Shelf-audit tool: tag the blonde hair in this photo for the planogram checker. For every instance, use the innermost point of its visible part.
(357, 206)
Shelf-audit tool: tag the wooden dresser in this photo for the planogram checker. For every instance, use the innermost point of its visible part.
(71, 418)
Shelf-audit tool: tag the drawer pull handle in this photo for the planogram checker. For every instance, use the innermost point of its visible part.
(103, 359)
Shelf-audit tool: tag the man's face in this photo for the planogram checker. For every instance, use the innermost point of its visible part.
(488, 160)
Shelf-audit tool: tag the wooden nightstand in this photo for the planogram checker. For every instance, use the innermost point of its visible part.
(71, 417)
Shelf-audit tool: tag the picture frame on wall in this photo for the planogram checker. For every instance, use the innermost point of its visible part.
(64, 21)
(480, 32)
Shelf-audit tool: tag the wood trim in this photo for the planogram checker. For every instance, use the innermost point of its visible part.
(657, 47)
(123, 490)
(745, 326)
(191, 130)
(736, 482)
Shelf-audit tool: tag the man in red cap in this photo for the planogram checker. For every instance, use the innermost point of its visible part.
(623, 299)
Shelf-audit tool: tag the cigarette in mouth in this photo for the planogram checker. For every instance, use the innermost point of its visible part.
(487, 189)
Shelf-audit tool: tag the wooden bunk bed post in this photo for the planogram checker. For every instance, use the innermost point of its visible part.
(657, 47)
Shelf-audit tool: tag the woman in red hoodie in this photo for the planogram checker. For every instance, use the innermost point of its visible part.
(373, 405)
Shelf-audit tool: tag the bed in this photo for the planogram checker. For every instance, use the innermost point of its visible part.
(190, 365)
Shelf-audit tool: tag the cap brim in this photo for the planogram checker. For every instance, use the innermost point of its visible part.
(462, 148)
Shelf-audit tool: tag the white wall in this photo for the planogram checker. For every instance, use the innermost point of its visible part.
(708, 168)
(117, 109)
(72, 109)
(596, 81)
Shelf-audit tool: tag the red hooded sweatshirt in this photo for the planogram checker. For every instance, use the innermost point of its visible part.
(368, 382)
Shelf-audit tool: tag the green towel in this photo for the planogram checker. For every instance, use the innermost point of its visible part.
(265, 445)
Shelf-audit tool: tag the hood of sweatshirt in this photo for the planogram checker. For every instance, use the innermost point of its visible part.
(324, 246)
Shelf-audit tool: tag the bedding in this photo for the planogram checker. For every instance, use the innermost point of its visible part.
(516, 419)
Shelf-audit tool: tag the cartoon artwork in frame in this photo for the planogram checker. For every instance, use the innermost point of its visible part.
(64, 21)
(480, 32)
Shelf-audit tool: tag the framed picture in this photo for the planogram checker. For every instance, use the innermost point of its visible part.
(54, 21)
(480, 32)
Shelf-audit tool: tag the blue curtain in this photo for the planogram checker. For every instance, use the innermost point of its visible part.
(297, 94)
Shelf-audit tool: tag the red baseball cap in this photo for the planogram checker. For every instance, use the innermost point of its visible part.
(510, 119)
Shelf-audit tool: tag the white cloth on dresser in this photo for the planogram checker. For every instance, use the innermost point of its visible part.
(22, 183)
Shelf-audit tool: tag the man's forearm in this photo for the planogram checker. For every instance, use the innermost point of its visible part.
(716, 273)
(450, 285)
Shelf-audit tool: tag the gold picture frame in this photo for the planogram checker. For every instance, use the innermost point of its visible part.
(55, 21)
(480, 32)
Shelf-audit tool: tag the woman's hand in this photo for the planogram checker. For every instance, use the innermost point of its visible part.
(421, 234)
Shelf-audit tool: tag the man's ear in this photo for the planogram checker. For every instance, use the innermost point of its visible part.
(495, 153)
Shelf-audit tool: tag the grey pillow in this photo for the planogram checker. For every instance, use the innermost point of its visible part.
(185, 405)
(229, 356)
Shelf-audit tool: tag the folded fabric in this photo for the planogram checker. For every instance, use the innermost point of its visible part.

■ ■ ■

> **GIVEN INSTRUCTION**
Reproduce all the records above, swapping "planogram checker" for "layout validator" at every occurrence and changing nothing else.

> **OUTPUT BELOW**
Shelf-audit tool: tag the blonde hair in this photo for the layout validator. For every instance, use the innermost point of its visible part.
(357, 206)
Shelf-audit tool: tag the wooden dresser in this photo for the layout validator. For every instance, use the innermost point of its visible part.
(71, 418)
Shelf-audit tool: tag the drawer pull handle in this photo for the layout validator. For every instance, use the innermost point of its visible part.
(103, 359)
Shelf-audit tool: tag the man's face in this photo for the layout validator. For every instance, use the innermost point of its visible part.
(488, 160)
Shelf-audit tool: tag the wooden nightstand in this photo for the layout validator. For every instance, use the innermost point of its visible part.
(71, 417)
Shelf-audit tool: tag the picture frame on wall in this photo for the layout validator. For every instance, use the innermost point of its visible part.
(64, 21)
(480, 32)
Shelf-audit tool: tag the wood trim in this photo for the layout validator. For every instance, use the innermost point of its visible part.
(657, 47)
(123, 490)
(745, 326)
(191, 130)
(736, 482)
Shelf-audit tool: tag the man in red cap in this photo for the layout validator. For every instance, use the innermost point of its visible part.
(623, 299)
Shelf-audit tool: tag the cigarette in mouth in this photo for the layout validator. For every instance, use the innermost point of its visible part.
(487, 189)
Shelf-audit tool: tag the wooden bunk bed post in this photo for the layout validator. For every instance, use the innermost point of its visible part.
(657, 47)
Shelf-audit tool: tag the woman in red hoodie in this photo for the layout validator. For every instance, use the innermost point of its visible part.
(373, 405)
Shelf-audit tool: tag the bed in this photo for the layout validator. For every instance, use the innermost point of its visible part.
(190, 365)
Shelf-audit tool: tag the cap brim in this photo for the layout validator. For every instance, use the innermost point of its visible part.
(462, 148)
Shelf-audit tool: tag the white wall in this photo for the layout validator. For every instance, use the innermost point of its visible part.
(708, 168)
(117, 109)
(72, 109)
(596, 81)
Shelf-audit tool: tag the red hooded sweatshirt in this photo for the layout validator. For every instance, use the innermost point of its visible part.
(368, 382)
Shelf-audit tool: tag the green towel in this photo for the layout validator. For every instance, use the innermost point of its visible part.
(265, 445)
Shelf-audit tool: tag the hood of sweatshirt in this photo for the layout validator. For every instance, use the innermost point of its visible part.
(324, 246)
Shelf-audit tool: tag the bedding in this photo for the layout validator. For every instance, use the innermost point of its visible part.
(516, 419)
Shelf-audit tool: tag the cartoon artwork in frame in this photo for the layout validator. For every instance, use the innermost point of its visible part.
(64, 21)
(480, 32)
Shelf-audit tool: tag the framed picture in this photo for the layout validator. For every instance, use the innermost point of its visible part.
(54, 21)
(480, 32)
Shelf-audit tool: tag the blue curtain in this photo for the layout validator. For every instance, use the innermost point of its visible part.
(297, 94)
Shelf-audit tool: tag the red baseball cap in this photo for the layout validator. For every instance, use the innermost point of its visible part.
(510, 119)
Shelf-audit tool: tag the white cloth on dresser in this photo for the layout validator. For every instance, use the innermost point of its visible part.
(22, 183)
Shelf-audit tool: tag the man's forearm in this photo for the layout validator. For every instance, use the innermost point of its visible part.
(716, 273)
(450, 285)
Shelf-audit tool: tag the gold picture frame in this photo for the layout validator. For every instance, use the innermost point of its visible part.
(55, 21)
(480, 32)
Shelf-audit tool: tag the woman's hand in this photo for the layout validator. For every instance, use the innermost point of its visible part.
(421, 234)
Shelf-audit tool: tag the man's ear in this photo for the layout validator. For every instance, use the innermost point of its visible part.
(495, 153)
Shelf-audit tool: tag the grey pillow in this photo for the layout validator. For every instance, use the innermost point of its visible part.
(185, 405)
(229, 356)
Shelf-audit tool: tag the folded fabric in this photo for the layout validator. For every instance, use the innermost point of its visible part.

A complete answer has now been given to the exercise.